:: Exercise materials ::
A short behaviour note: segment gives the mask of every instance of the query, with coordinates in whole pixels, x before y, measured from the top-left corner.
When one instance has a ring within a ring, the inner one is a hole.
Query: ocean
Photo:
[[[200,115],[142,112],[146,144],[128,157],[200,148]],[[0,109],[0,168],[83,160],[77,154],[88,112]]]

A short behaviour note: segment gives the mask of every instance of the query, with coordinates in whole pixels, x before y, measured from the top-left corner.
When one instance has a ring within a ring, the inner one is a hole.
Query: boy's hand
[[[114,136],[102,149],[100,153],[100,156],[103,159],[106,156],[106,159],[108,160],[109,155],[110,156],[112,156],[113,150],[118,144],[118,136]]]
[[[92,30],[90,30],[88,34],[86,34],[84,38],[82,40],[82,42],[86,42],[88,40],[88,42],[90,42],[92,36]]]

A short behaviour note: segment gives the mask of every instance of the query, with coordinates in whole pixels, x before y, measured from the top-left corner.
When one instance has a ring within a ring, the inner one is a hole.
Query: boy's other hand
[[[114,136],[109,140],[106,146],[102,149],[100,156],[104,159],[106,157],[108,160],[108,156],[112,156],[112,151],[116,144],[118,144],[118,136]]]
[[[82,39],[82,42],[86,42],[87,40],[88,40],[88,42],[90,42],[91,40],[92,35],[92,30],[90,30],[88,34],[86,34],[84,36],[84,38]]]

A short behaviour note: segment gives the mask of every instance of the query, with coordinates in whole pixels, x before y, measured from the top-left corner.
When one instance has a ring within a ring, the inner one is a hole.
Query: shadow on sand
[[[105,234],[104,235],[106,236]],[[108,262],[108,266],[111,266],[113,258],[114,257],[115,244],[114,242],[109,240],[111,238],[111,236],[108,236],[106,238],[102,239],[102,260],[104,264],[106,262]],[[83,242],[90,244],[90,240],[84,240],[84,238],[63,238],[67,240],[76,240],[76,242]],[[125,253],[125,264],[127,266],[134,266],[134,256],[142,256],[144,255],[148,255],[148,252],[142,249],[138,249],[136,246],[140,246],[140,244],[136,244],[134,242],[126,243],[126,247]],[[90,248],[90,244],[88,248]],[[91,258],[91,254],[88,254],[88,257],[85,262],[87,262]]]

:: Exercise ::
Find every line in the records that contains the string "hand", matching case, and copy each of those lines out.

:: Answer to this task ::
Query: boy's hand
Query: boy's other hand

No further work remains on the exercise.